-- Records for the exercise follows --
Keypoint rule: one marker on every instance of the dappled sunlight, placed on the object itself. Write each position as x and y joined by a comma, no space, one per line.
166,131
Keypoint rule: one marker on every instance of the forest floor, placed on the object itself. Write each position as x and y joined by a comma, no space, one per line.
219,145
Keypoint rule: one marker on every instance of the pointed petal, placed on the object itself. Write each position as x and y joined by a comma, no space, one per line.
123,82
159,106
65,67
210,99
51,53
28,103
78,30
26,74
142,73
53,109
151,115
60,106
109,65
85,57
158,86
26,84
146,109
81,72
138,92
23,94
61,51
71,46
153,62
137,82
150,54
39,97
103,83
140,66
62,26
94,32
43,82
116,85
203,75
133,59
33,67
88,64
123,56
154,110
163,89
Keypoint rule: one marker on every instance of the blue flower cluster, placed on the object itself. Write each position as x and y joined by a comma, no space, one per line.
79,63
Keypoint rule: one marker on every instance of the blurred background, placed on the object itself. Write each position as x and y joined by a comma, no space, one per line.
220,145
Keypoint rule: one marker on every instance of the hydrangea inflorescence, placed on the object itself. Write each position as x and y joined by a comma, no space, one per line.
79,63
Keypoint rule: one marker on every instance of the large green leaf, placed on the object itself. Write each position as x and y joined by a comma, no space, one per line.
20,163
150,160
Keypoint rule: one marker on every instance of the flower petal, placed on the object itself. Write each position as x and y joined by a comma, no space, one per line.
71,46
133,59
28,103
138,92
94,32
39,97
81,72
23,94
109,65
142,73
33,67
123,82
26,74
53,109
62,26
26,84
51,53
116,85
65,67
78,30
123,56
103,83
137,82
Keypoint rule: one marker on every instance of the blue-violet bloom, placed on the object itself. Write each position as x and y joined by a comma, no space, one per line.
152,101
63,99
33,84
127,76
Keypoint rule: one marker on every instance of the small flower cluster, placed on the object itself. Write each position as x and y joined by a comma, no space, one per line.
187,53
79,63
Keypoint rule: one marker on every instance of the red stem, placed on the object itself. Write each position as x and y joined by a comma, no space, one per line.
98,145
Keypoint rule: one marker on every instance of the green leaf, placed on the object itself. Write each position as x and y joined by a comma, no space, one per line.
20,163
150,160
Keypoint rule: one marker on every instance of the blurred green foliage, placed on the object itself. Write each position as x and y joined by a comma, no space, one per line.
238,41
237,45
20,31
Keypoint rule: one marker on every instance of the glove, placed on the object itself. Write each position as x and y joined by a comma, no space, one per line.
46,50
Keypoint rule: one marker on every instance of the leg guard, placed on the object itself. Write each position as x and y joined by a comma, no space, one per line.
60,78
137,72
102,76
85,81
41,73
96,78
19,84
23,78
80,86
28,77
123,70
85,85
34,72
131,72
-- Records for the exercise concluded --
* Directions for this task
Beginning with the line that holds "Keypoint rule: one marker on every instance of the blurred green", restate word for word every line down to the end of the data, and only those lines.

* Response
Keypoint rule: one marker on every instance of the blurred green foliage, placed on the object itself. Write each position as x and y joined by a comma, no space, one per line.
238,41
237,45
20,31
Keypoint rule: one marker on every instance of the glove, placed on the object itself. Write each position as x and y joined by a comma, no space, one per line.
46,50
Keypoint rule: one marker on every instance of the leg guard, placed on the object itself. Write each position as x and y joined by a comma, no space, one per line.
60,78
137,72
102,76
85,81
41,73
96,78
19,84
23,78
80,86
28,77
123,70
85,85
34,72
131,72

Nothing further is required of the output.